» Set problem a
Rewrite the entries from their start through the line with "(1199, 815)", both ends included, keeping the requests unchanged. Multiply every coordinate in the answers by 1.65 and round to whole numbers, with halves rounded up, and omit the pictures from your output.

» Provided passage

◇ ◇ ◇

By default, each search query retrieves at most 10 results.  That can be
changed to more or less with the -m parameter.  For example, to retrieve 5
arbitrary person keys, we can run the following:

  % ./fbt-search.sh -q r_type:f_people.person -p subject -m 5 -v
  Loading index...
  Index contains 107692853 documents
  Searching for: r_type:f_people.person
  Found 3073576 matching subject(s)
  Printing results...
  f_m.03cdrkk	4.5564413
  f_m.03cdrkx	4.5564413
  f_m.03cdrnp	4.5564413
  f_m.03cdrp0	4.5564413
  f_m.03cdrpc	4.5564413
  Run time: setup=1161ms, query=153ms, display=12ms


We can get all results by supplying -1 for -m.  For example, to retrieve all
3073576 person keys we can do this (which takes about 1.5 minutes):

  % ./fbt-search.sh -q r_type:f_people.person -p subject -m -1 -v > /tmp/persons.lst
  Loading index...
  Index contains 107692853 documents
  Searching for: r_type:f_people.person
  Found 3073576 matching subject(s)
  Collecting results...
  Printing results...
  Run time: setup=771ms, query=2883ms, display=87807ms

  % wc -l /tmp/persons.lst
  3073576 /tmp/persons.lst


Installing and Using the Python Interface
=========================================

Ensure FreebaseTools (FBT) is properly configured and works from the command
line by calling 'fbt-lookup.sh' or 'fbt-search.sh' using some of the examples
above.

The fbtools.py package was developed and tested with Python 2.7 only, for Python
3 your milage may vary.  It shouldn't be too hard to make it work with Python 3,
but that work remains to be done.

The fbtools.py packages calls the Java version of FBT via the jnius package, so
ensure you have that available on your system or install it via 'sudo pip
install jnius' or similar.  Make sure you install a version of jnius that works
with Python 2.7.

◇ ◇ ◇

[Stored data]
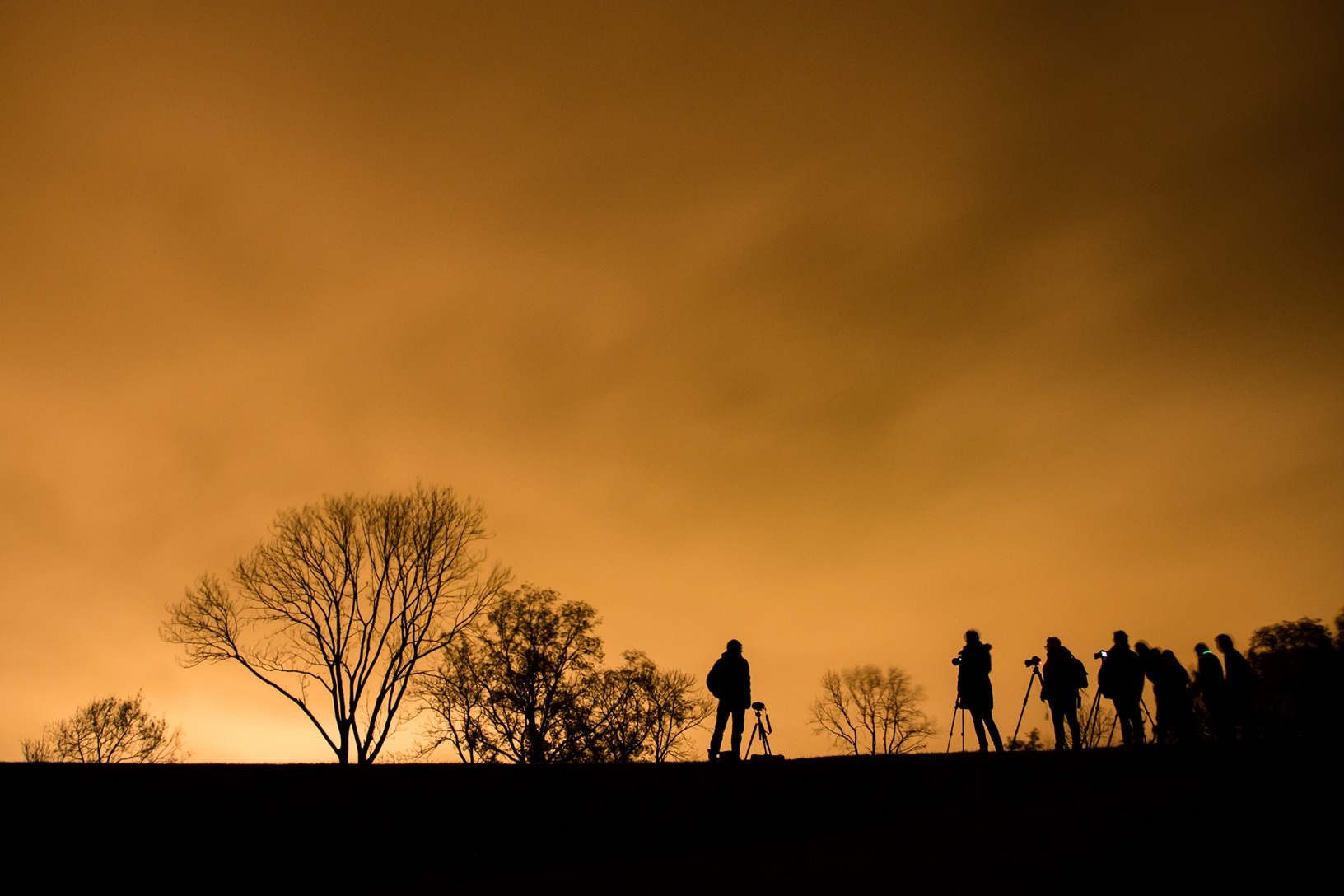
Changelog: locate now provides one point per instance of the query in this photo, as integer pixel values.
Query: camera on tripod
(763, 730)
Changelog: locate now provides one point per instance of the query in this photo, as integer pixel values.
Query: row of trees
(366, 612)
(527, 685)
(363, 612)
(112, 730)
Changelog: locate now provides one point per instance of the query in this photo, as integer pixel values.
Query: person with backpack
(1062, 677)
(730, 681)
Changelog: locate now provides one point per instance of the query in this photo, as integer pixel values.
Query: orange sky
(833, 328)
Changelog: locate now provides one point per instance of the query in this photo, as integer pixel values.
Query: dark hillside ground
(1199, 815)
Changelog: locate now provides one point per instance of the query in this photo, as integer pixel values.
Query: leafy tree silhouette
(1301, 679)
(108, 731)
(874, 712)
(529, 687)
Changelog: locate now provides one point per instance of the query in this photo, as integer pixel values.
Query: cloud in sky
(835, 329)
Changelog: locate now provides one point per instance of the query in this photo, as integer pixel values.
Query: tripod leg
(1035, 674)
(1092, 716)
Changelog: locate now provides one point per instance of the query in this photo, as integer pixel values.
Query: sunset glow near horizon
(833, 328)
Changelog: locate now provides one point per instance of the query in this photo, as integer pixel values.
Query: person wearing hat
(730, 681)
(973, 689)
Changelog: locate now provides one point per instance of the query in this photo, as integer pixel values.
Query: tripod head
(759, 708)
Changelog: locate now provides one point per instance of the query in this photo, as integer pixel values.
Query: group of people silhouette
(1225, 688)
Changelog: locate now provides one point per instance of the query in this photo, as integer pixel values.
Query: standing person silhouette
(1239, 683)
(730, 681)
(1208, 681)
(1121, 679)
(973, 689)
(1061, 679)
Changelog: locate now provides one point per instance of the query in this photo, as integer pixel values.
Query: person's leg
(993, 731)
(1057, 715)
(740, 721)
(721, 721)
(980, 728)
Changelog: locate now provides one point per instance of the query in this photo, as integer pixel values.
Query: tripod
(956, 706)
(1110, 736)
(1035, 676)
(763, 731)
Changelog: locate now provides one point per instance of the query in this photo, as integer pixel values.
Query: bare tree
(108, 731)
(869, 712)
(342, 604)
(676, 707)
(529, 687)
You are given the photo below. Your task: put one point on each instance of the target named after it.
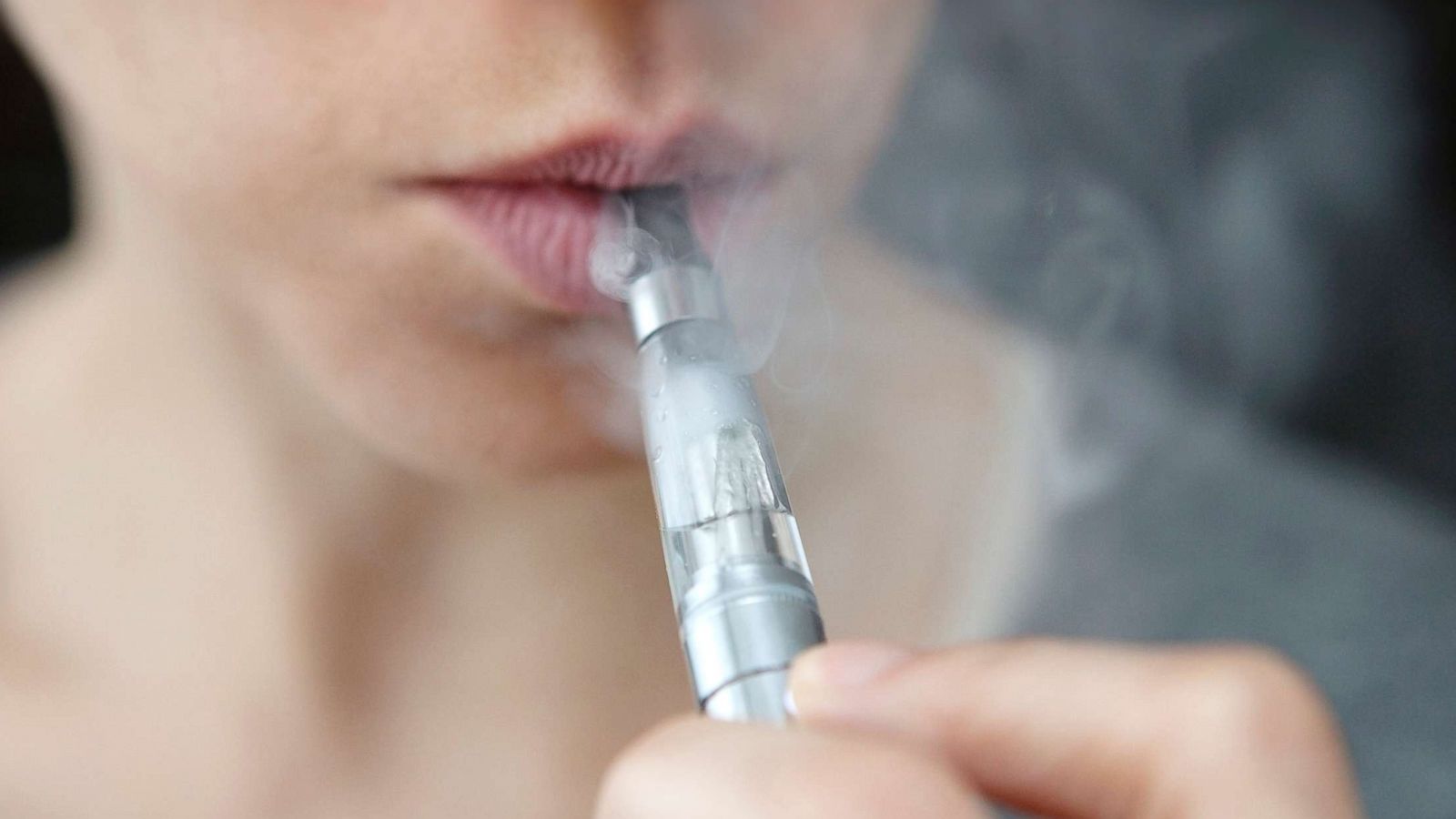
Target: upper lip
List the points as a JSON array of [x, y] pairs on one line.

◇ ◇ ◇

» Set problem b
Which command-line options are passed to fbt-search.sh in the commands shown in the FreebaseTools passage?

» Correct output a
Changelog: locate now provides one point per instance of the query in this photo, as integer pixel values.
Query: camera on tripod
(1259, 1205)
Changelog: locate now provides one point per instance of the query in this photo, as integer pixel values.
Query: row of trees
(604, 1010)
(870, 1130)
(599, 1010)
(185, 1205)
Changelog: locate now provides one point per instance of the query in this photo, as integer pixel values.
Query: person with backpack
(1752, 1117)
(1205, 1124)
Changelog: locate now provides one point per instance of the query in this photo, as integer pixel values.
Query: orange sky
(1374, 541)
Changelog: locate now provides one point per instance of the query in this photo, as integer pixel values.
Query: dark hillside ground
(1978, 1345)

» Correct output b
-q, -p, -m, -v